Why did I make a drunk twitter bot?
There are plenty of things I love about being a Londoner. One of those is hanging out with my pals in one of the many amazing pubs. Not because I love to drink, but because my friends turn hilarious when they are too drunk.
It’s always fascinating to me, as someone who’s never been drunk, to see the language capabilities of my friends deteriorate after every drink; it’s been the cause of many a drunk whatsapp text messages that were hilarious the next day.
Got me thinking though, Can I teach a bot to construct sentences in a way drunk people would? Well, that was the start of a few fun days of programming, and the result is this Drunk Twitter Bot
Okay… So what does it do?
Exactly what the above section summarises. The bot goes through your tweets, dynamically constructs a lexicography of your twitter vocabulary, gets drunk, constructs a sentence, and tweets it back to you. Result is a tweet that could be similar if you tweeted while you were drunk.
Here are some drunk tweets that are constructed this way:
@Ed_Johnson #IfIWereYouAndDrunk : The Hawks have been holding back for some cheesecake....nah man
— Drunk Tweeter (@drunktweetbot) 25 May 2015
@dzhdzhdijidiji #IfIWereYouAndDrunk tfw you come from the person in front of the pit lord
— Drunk Tweeter (@drunktweetbot) 25 May 2015
@SenoyaDriskell #IfIWereYouAndDrunk YIPPEE!! Thanks for the most importantly... No expectation…
— Drunk Tweeter (@drunktweetbot) 25 May 2015
@maggi_nnn #IfIWereYouAndDrunk : भाग बहनचोद। : The most unselfish love involves the worst way round.

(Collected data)

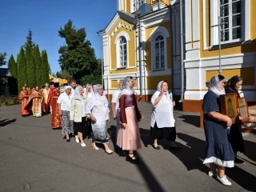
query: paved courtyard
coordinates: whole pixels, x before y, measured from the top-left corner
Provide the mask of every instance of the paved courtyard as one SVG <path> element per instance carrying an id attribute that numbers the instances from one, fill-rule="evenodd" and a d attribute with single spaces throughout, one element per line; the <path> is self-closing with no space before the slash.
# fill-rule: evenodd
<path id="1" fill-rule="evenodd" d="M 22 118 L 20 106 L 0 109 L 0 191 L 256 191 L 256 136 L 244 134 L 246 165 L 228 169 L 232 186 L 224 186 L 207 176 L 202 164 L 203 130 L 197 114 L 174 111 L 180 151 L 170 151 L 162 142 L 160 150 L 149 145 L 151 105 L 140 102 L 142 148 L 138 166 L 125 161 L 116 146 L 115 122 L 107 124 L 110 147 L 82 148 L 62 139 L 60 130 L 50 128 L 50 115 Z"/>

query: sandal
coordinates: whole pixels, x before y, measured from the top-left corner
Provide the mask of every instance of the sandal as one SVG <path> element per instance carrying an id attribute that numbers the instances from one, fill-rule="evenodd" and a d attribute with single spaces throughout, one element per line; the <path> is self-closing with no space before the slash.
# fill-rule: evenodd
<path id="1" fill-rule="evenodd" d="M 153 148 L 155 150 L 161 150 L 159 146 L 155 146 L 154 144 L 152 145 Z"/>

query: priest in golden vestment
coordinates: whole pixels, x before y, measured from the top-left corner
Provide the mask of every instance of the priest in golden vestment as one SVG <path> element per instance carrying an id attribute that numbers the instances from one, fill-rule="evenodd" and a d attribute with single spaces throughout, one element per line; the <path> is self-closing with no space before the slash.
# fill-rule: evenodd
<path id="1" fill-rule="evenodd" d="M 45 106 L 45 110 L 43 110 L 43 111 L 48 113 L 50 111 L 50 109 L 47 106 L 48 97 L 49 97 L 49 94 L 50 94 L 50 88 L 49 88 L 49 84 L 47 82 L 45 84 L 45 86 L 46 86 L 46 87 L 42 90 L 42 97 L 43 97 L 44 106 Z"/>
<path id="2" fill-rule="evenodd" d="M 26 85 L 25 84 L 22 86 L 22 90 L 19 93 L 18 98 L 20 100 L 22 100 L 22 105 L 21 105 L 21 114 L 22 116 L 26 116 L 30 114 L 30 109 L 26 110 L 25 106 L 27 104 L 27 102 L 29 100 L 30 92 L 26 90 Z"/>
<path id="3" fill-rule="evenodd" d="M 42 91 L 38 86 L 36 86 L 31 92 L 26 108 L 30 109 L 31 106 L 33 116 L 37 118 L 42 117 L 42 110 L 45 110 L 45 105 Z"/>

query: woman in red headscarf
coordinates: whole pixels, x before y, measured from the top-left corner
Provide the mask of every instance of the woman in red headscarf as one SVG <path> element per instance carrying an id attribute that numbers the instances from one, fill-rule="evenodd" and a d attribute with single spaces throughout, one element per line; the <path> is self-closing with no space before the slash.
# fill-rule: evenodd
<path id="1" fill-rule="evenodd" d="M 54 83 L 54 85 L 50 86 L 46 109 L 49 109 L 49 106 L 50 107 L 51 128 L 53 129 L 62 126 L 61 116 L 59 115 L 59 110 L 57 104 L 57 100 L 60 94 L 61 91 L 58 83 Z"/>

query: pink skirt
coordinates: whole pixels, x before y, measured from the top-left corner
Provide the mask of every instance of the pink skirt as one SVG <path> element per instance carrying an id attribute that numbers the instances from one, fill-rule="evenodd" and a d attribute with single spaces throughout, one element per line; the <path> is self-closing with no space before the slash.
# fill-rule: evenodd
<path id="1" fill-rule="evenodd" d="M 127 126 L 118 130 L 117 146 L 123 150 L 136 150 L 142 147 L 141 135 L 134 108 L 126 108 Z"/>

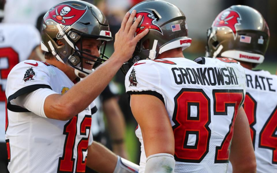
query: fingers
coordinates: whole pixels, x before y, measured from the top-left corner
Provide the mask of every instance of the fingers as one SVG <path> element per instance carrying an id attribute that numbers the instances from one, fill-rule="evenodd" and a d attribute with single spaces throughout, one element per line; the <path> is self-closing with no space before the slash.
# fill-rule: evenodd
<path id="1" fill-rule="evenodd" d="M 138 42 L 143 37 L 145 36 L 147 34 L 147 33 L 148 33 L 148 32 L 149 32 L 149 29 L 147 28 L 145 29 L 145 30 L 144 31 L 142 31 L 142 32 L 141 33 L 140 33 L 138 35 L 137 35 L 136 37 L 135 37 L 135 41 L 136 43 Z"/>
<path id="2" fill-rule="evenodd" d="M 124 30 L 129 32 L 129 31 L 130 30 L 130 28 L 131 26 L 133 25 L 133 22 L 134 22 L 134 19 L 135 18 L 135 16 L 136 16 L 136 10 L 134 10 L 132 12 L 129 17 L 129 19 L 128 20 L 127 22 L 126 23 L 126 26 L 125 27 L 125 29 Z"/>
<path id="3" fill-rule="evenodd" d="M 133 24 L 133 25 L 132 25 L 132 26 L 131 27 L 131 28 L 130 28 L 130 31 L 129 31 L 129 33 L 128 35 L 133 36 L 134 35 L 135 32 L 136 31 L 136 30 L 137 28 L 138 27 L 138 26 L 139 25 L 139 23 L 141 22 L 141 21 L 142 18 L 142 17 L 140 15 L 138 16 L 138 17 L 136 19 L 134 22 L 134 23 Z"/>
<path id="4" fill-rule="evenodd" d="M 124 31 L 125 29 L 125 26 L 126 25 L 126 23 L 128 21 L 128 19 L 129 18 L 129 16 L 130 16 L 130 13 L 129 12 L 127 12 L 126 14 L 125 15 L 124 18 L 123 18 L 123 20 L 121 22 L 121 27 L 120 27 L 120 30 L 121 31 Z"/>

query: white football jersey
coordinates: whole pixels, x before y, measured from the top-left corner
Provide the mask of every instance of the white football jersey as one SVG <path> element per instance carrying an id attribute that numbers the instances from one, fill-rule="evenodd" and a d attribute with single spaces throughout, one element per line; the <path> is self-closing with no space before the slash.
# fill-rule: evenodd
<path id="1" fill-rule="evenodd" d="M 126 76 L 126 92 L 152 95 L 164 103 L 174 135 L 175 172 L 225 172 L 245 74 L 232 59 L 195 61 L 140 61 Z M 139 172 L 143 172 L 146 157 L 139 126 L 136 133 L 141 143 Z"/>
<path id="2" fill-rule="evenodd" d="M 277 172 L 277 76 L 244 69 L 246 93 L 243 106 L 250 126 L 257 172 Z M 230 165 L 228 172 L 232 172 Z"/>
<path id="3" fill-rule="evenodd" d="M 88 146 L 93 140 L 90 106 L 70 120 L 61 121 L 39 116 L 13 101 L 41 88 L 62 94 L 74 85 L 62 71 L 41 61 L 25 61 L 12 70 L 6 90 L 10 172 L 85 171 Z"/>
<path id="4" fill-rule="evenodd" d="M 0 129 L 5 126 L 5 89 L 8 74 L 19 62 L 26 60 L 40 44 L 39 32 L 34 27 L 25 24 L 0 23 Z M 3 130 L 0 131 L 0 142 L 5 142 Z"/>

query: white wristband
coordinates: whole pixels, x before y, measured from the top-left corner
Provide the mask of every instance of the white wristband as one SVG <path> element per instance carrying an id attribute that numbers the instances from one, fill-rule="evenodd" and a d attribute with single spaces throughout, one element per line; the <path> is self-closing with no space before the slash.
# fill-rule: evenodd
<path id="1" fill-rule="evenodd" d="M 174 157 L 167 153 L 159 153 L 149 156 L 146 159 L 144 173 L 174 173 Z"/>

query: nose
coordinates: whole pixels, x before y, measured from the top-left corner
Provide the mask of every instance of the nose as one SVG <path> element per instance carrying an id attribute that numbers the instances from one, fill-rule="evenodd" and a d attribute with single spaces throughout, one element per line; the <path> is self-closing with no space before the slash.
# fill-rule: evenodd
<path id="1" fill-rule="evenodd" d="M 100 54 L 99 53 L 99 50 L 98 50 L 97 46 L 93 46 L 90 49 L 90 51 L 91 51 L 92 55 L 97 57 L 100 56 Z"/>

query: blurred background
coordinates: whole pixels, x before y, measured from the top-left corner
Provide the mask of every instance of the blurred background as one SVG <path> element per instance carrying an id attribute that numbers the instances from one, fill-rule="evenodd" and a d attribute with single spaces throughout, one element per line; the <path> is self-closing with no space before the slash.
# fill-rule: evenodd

• CHALLENGES:
1. Retype the stretch of the records from the line containing "query: woman in red headscarf" through the line containing "86 L 46 109", including both of those lines.
2. Continue the piece about the drunk Twitter bot from the point where it stops.

• RESULTS FOR THE EXERCISE:
1.
query: woman in red headscarf
coordinates: whole pixels, x before y, measured from the top-left corner
Provide the mask of every instance of the woman in red headscarf as one SVG <path> element per instance carrying an id attribute that numbers the instances from one, fill-rule="evenodd" and a d attribute with single spaces throughout, one element per line; the <path> is self-closing with no space before the slash.
# fill-rule: evenodd
<path id="1" fill-rule="evenodd" d="M 54 83 L 54 85 L 50 86 L 46 109 L 49 109 L 49 106 L 50 107 L 51 128 L 53 129 L 62 126 L 61 116 L 59 115 L 59 110 L 57 104 L 57 100 L 60 94 L 61 91 L 58 83 Z"/>

2.
— Drunk Tweeter (@drunktweetbot) 23 May 2015
The making
One of the first challenges for me when I started working on this idea was to figure out a way to construct a lexicography / dictionary of all the words in English language, and then figure out the symantics and relationship between words so I can construct gramatically valid sentences. As a first prototype, I tried doing that with Neo4j; a NoSql graph database built exactly for this kind of scenarios.
However, as soon as I started the tedious process of normalizing and converting all the symantics into nodes and relationships for graph database, it became clear to me that this method is probably not very feasible. It would take a lot of manual work on my part to keep it upto date. What if I wanted to expand it to other languages? Oh, let’s not forget all the made up words that people use these days.
I wanted to be a bit smart about it and make it dynamic so that the bot would learn the language constantly and adapt to the habits of the people it’s trying to immitate. This is also one of the reasons I chose to go the twitter route. Where else am I going to find inexhaustible number of people talking about various things constantly?
With twitter, Not only I had a ready stream of words pouring in from all over the world, but it was also in various languages, should I chose to expand the bot to other languages.
Once I had these conclusions drawn, I quickly abandoned the idea of manually constructing the symantics for the language as natural language processing was a much smarter idea.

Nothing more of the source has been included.